-- BEGIN PAGE EXCERPT --

[PATCH 1/2] memcg: mm_update_next_owner: kill the "retry" logic

Oleg Nesterov posted 2 patches 1 year, 7 months ago
[PATCH 1/2] memcg: mm_update_next_owner: kill the "retry" logic
Posted by Oleg Nesterov 1 year, 7 months ago
Add the new helper, try_to_set_owner(), which tries to update mm->owner
once we see c->mm == mm. This way mm_update_next_owner() doesn't need to
restart the list_for_each_entry/for_each_process loops from the very
beginning if it races with exit/exec, it can just continue.

Unlike the current code, try_to_set_owner() re-checks tsk->mm == mm
before it drops tasklist_lock, so it doesn't need get/put_task_struct().

Signed-off-by: Oleg Nesterov <oleg@redhat.com>
---
 kernel/exit.c | 57 ++++++++++++++++++++++++---------------------------
 1 file changed, 27 insertions(+), 30 deletions(-)

diff --git a/kernel/exit.c b/kernel/exit.c
index 45210443e68d..a1ef5f23d5be 100644
--- a/kernel/exit.c
+++ b/kernel/exit.c
@@ -439,6 +439,23 @@ static void coredump_task_exit(struct task_struct *tsk)

-- END PAGE EXCERPT --
-- BEGIN DATASET RECORDS --

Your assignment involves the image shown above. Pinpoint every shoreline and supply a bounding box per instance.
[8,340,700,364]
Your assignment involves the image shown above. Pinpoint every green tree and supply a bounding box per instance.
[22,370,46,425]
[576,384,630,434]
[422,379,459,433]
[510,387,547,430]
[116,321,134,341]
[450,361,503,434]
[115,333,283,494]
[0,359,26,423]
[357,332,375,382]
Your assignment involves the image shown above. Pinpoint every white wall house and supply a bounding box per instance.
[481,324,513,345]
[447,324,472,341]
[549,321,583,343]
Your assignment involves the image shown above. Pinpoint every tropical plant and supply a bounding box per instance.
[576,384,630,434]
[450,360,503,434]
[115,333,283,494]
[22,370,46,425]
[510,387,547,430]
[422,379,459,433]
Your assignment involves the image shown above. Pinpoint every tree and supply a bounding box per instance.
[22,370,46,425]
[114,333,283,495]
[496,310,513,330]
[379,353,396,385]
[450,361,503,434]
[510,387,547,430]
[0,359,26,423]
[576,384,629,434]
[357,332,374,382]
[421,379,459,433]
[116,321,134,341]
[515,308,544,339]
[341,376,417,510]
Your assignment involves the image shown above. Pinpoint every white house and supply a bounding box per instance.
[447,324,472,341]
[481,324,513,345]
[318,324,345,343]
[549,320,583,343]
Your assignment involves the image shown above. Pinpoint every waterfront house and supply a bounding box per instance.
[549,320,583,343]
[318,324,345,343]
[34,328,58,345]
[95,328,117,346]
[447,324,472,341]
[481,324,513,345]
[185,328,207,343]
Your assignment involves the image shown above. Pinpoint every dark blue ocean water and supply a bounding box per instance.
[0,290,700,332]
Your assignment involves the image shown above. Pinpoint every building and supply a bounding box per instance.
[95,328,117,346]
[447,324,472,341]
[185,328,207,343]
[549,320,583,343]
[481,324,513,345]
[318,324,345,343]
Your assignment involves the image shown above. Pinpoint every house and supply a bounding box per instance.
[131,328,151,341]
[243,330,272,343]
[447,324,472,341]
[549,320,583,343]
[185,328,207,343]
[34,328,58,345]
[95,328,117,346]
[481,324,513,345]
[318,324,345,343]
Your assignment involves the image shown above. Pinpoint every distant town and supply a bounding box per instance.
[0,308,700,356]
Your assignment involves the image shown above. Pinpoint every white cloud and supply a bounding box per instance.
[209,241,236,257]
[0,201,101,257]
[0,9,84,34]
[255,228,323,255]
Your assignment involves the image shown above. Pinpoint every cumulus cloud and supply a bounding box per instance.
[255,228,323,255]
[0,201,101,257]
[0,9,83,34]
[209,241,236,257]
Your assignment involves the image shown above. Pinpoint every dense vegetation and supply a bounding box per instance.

-- END DATASET RECORDS --

▶ [PROBLEM SET]:
(A) Reproduce the stretch of the records from the line containing "water and supply a bounding box per instance." through the end of the records.
(B) Pick up the memcg patch where it stops and write the next part.
The memcg patch and the records have nothing to do with each other.

▶ [SOLVED PROBLEMS]:
(A)
Your assignment involves the image shown above. Pinpoint every dark blue ocean water and supply a bounding box per instance.
[0,290,700,332]
Your assignment involves the image shown above. Pinpoint every building and supply a bounding box per instance.
[95,328,117,346]
[447,324,472,341]
[185,328,207,343]
[549,320,583,343]
[481,324,513,345]
[318,324,345,343]
Your assignment involves the image shown above. Pinpoint every house and supply a bounding box per instance.
[131,328,151,341]
[243,330,272,343]
[447,324,472,341]
[549,320,583,343]
[185,328,207,343]
[34,328,58,345]
[95,328,117,346]
[481,324,513,345]
[318,324,345,343]
Your assignment involves the image shown above. Pinpoint every distant town and supply a bounding box per instance.
[0,308,700,356]
Your assignment involves the image shown above. Pinpoint every white cloud and supply a bounding box per instance.
[209,241,236,257]
[0,201,101,257]
[0,9,84,34]
[255,228,323,255]
Your assignment involves the image shown above. Pinpoint every cumulus cloud and supply a bounding box per instance.
[255,228,323,255]
[0,201,101,257]
[0,9,83,34]
[209,241,236,257]
Your assignment involves the image shown above. Pinpoint every dense vegetation and supply a bounding box per instance.

(B)
 }
 
 #ifdef CONFIG_MEMCG
+/* drops tasklist_lock if succeeds */
+static bool try_to_set_owner(struct task_struct *tsk, struct mm_struct *mm)
+{
+	bool ret = false;
+
+	task_lock(tsk);
+	if (likely(tsk->mm == mm)) {
+		/* tsk can't pass exit_mm/exec_mmap and exit */
+		read_unlock(&tasklist_lock);
+		WRITE_ONCE(mm->owner, tsk);
+		lru_gen_migrate_mm(mm);
+		ret = true;
+	}
+	task_unlock(tsk);
+	return ret;
+}
+
 /*
  * A task is exiting.   If it owned this mm, find a new owner for the mm.
  */
@@ -446,7 +463,6 @@ void mm_update_next_owner(struct mm_struct *mm)
 {
 	struct task_struct *c, *g, *p = current;
 
-retry:
 	/*
 	 * If the exiting or execing task is not the owner, it's
 	 * someone else's problem.
@@ -468,16 +484,16 @@ void mm_update_next_owner(struct mm_struct *mm)
 	 * Search in the children
 	 */
 	list_for_each_entry(c, &p->children, sibling) {
-		if (c->mm == mm)
-			goto assign_new_owner;
+		if (c->mm == mm && try_to_set_owner(c, mm))
+			goto ret;
 	}
 
 	/*
 	 * Search in the siblings
 	 */
 	list_for_each_entry(c, &p->real_parent->children, sibling) {
-		if (c->mm == mm)
-			goto assign_new_owner;
+		if (c->mm == mm && try_to_set_owner(c, mm))
+			goto ret;
 	}
 
 	/*
@@ -489,9 +505,11 @@ void mm_update_next_owner(struct mm_struct *mm)
 		if (g->flags & PF_KTHREAD)
 			continue;
 		for_each_thread(g, c) {
-			if (c->mm == mm)
-				goto assign_new_owner;
-			if (c->mm)
+			struct mm_struct *c_mm = READ_ONCE(c->mm);
+			if (c_mm == mm) {
+				if (try_to_set_owner(c, mm))
+					goto ret;
+			} else if (c_mm)
 				break;
 		}
 	}
@@ -502,30 +520,9 @@ void mm_update_next_owner(struct mm_struct *mm)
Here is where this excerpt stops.